- _Written exercise_:
Reproduce everything from the line containing "Q: Find one point on every instance of the yellow" down to the end of the items, switching "safety harness" to "climbing harness" and leaving all else unchanged.

##### Stored rows

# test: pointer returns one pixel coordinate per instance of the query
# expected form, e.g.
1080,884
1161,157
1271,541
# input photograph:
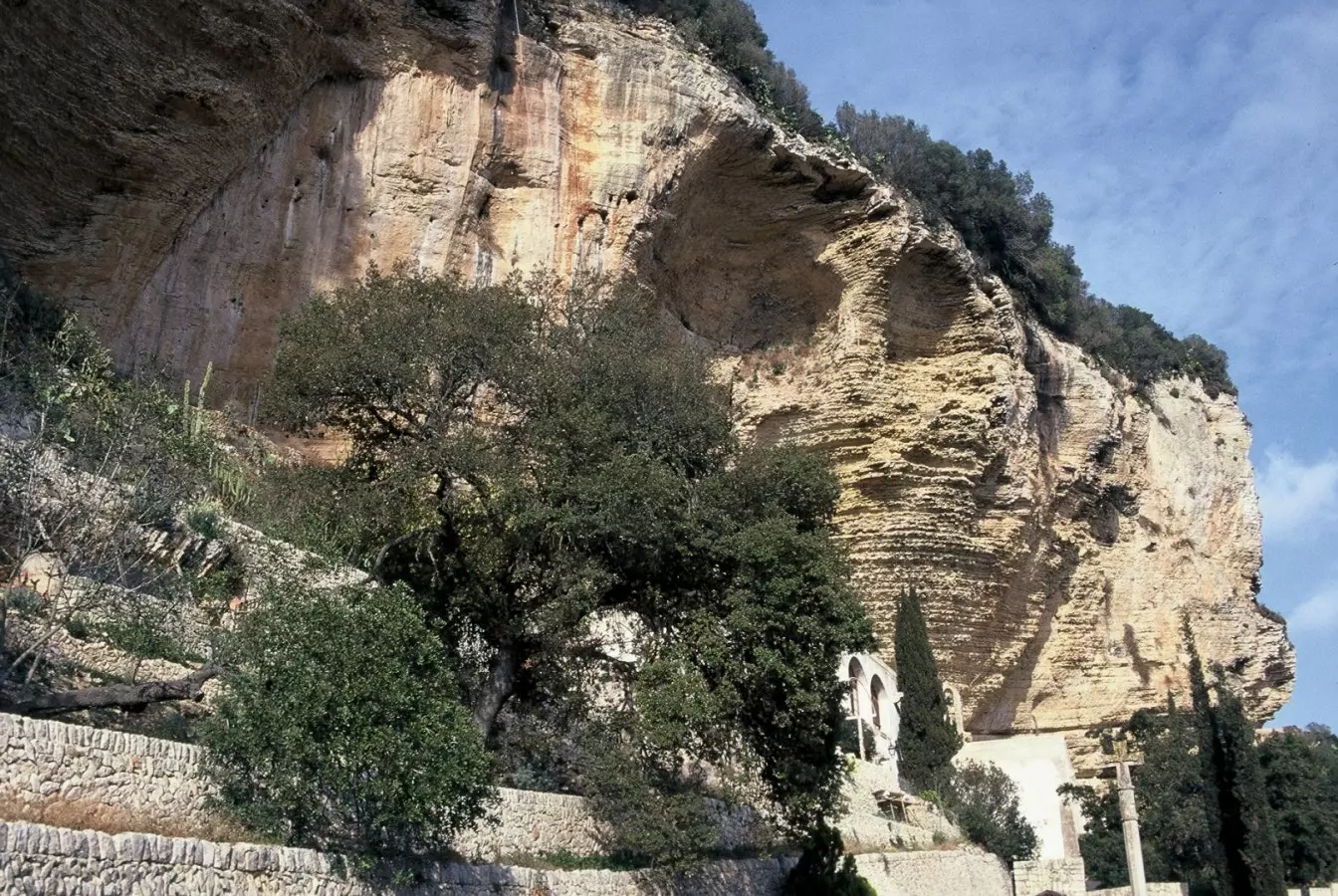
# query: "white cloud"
1295,497
1317,614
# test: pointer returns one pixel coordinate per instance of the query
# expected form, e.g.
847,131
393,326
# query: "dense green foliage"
1236,799
984,802
340,725
545,459
1178,842
730,32
1006,225
1209,798
926,741
1301,775
100,468
654,814
824,869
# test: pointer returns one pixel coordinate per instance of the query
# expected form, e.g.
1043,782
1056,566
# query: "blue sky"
1191,151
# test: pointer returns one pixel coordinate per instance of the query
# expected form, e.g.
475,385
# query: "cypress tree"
928,740
1248,861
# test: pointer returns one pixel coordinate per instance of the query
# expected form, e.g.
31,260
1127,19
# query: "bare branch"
127,697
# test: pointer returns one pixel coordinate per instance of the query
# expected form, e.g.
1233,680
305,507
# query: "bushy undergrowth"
341,725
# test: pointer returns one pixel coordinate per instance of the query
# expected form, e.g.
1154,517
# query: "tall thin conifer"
928,740
1248,863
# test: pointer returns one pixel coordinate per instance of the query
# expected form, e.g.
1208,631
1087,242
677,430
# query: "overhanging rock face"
1056,523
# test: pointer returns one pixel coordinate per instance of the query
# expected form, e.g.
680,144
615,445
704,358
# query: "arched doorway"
856,684
876,693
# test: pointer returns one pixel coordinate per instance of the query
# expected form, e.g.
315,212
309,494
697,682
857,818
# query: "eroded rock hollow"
186,174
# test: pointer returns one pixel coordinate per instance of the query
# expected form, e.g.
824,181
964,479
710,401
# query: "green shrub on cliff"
984,802
340,727
824,869
564,456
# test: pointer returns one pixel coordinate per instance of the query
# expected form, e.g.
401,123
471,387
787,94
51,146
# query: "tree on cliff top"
1236,795
547,456
928,741
1301,774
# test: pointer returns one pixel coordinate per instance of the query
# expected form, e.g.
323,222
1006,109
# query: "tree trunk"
495,690
128,697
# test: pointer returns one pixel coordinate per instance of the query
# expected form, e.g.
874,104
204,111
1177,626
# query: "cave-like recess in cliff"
735,253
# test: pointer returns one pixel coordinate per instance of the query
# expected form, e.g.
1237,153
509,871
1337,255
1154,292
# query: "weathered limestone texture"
92,778
187,190
89,778
1062,876
36,860
949,872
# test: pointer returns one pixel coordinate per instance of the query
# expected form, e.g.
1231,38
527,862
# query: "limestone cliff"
190,172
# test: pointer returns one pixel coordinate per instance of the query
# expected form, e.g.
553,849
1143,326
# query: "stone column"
1130,820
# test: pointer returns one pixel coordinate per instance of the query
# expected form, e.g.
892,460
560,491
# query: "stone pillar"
1130,820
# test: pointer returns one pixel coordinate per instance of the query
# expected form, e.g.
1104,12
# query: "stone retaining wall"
1064,876
956,872
39,860
84,778
36,860
94,778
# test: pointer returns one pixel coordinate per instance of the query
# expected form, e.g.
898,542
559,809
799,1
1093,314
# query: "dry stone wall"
57,861
71,774
1064,876
921,873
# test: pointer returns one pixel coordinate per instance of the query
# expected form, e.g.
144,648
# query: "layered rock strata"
187,191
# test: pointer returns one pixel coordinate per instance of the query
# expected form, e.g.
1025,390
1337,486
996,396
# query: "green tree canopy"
1301,775
1007,226
557,456
340,725
984,801
926,741
1207,797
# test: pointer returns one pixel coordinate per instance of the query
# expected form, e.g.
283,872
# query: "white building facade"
872,701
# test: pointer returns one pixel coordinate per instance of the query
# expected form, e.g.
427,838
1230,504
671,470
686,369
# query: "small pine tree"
1233,787
926,741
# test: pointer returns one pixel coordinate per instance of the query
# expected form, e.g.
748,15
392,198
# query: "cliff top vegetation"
1003,219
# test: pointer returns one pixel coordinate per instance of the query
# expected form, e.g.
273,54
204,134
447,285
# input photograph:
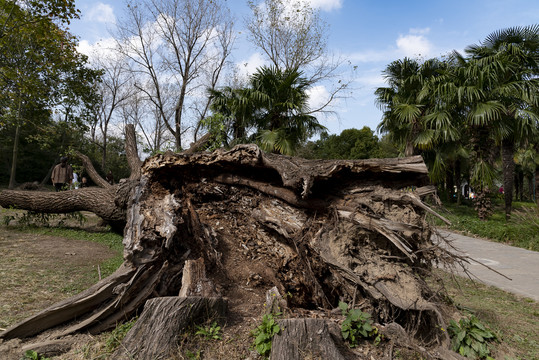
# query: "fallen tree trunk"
107,203
319,231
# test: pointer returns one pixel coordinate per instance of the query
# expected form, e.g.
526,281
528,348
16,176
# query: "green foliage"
216,126
350,144
274,106
470,338
357,325
118,334
520,230
211,332
32,218
264,333
194,355
32,355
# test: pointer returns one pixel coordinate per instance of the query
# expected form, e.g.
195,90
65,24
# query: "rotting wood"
320,231
155,334
307,339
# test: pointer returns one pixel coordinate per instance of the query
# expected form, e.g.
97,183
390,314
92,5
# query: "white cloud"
326,5
104,48
249,66
103,13
419,31
414,45
318,96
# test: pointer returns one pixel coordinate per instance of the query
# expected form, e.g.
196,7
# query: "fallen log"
319,231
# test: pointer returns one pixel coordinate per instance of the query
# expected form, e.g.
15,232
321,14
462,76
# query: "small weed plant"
357,325
470,338
33,355
210,332
264,333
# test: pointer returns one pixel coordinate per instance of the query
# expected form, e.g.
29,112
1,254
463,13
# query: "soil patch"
37,271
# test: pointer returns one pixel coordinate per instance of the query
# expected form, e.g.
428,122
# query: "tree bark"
131,152
308,339
508,174
97,200
155,334
319,231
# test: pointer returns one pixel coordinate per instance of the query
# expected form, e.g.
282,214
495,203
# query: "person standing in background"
62,175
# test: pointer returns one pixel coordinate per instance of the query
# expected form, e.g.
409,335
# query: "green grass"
108,238
514,319
522,230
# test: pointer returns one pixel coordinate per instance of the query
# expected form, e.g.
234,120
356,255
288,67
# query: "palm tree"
274,106
406,109
502,74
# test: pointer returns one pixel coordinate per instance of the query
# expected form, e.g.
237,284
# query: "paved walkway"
520,265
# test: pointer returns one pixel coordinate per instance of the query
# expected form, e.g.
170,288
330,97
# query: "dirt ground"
37,271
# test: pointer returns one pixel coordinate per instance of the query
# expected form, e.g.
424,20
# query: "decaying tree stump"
319,231
308,339
155,334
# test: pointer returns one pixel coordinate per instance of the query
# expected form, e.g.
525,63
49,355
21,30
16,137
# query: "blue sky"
370,34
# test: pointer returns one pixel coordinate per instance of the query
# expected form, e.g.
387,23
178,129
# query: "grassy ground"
37,279
514,319
521,230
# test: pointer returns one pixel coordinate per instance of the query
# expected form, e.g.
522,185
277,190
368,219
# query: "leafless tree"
113,89
177,49
293,35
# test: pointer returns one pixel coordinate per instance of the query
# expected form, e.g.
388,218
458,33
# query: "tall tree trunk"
458,181
508,174
131,152
12,180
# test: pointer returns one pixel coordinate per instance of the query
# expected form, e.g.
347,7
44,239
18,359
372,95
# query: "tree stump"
155,334
307,339
319,231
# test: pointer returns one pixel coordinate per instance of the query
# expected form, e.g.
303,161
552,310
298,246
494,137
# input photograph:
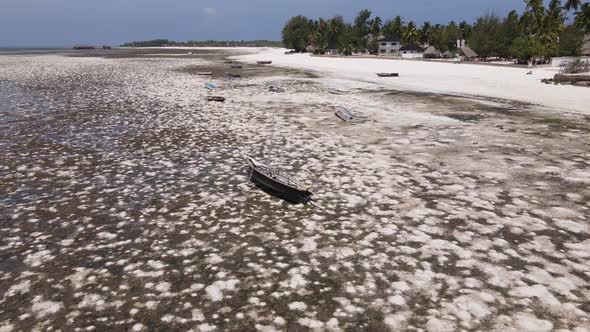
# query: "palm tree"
582,21
376,26
533,16
426,33
335,26
572,4
397,26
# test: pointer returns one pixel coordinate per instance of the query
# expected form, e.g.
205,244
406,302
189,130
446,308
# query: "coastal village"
359,175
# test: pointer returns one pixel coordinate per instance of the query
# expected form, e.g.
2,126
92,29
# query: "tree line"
205,43
539,32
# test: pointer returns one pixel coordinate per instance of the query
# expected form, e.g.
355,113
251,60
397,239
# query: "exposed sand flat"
441,77
125,203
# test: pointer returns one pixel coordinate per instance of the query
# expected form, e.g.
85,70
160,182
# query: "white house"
411,51
389,45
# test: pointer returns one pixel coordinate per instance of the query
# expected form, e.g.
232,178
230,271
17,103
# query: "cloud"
209,11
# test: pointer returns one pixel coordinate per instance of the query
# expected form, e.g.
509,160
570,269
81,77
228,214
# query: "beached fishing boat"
336,91
387,74
274,88
343,113
278,183
275,182
216,98
230,76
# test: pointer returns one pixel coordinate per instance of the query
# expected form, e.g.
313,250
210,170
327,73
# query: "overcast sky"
66,22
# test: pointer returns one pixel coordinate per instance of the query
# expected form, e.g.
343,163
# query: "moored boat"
343,113
278,183
216,98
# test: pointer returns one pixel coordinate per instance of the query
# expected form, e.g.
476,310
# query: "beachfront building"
432,53
411,51
389,45
449,55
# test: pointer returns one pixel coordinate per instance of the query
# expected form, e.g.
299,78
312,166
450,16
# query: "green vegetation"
537,34
206,43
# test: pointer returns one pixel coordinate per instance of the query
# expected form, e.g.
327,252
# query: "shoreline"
491,81
129,206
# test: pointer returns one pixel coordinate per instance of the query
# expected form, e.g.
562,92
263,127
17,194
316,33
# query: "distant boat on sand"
343,113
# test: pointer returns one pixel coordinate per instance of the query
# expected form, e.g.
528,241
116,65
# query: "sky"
67,22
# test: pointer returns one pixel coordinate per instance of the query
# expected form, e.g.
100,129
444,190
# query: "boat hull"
277,188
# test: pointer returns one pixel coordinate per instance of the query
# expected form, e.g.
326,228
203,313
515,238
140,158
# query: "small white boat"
210,86
343,113
335,91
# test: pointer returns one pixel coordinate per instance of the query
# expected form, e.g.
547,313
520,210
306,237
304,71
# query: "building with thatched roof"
449,55
432,52
467,53
389,45
332,48
411,51
586,45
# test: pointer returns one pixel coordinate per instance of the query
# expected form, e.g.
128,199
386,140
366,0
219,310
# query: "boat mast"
272,138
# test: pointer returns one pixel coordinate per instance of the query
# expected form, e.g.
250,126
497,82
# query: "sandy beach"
458,199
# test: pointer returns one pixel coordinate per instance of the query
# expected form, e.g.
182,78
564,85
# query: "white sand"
426,76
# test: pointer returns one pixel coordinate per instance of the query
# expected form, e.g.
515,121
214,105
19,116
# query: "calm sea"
9,50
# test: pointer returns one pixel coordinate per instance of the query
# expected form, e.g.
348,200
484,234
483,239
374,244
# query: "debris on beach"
343,113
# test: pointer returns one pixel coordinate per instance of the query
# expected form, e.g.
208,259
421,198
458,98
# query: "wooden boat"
210,86
343,113
274,88
230,76
278,183
216,98
387,74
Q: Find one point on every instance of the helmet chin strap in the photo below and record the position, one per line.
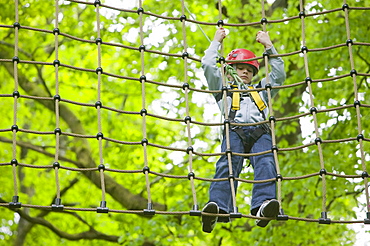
(230, 70)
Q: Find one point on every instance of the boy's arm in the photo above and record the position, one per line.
(211, 70)
(277, 75)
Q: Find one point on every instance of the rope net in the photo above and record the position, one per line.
(106, 141)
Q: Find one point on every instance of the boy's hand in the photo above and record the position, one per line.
(264, 38)
(220, 34)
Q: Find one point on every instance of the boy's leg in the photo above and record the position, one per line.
(220, 192)
(264, 168)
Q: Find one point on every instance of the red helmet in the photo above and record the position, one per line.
(243, 54)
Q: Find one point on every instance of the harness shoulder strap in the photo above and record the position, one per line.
(256, 98)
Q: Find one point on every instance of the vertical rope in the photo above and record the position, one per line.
(227, 126)
(57, 131)
(188, 118)
(323, 219)
(357, 104)
(272, 122)
(144, 142)
(14, 161)
(98, 105)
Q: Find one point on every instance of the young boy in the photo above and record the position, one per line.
(246, 139)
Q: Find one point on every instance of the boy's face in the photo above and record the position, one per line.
(245, 72)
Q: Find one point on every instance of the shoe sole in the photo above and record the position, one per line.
(271, 211)
(207, 220)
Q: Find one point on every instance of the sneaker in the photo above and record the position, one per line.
(209, 222)
(270, 209)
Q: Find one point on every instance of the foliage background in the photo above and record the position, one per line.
(301, 198)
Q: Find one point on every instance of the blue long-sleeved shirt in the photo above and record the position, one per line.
(248, 112)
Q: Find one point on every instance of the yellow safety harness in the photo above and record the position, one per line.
(254, 95)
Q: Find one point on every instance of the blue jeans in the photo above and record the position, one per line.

##########

- _Answer in full_:
Q: Find one point on every instance of the yellow climbing harness in the photo above and record the position, one per line.
(254, 95)
Q: Find one point on every instance of the blue jeans in the photo above and record the position, one per line.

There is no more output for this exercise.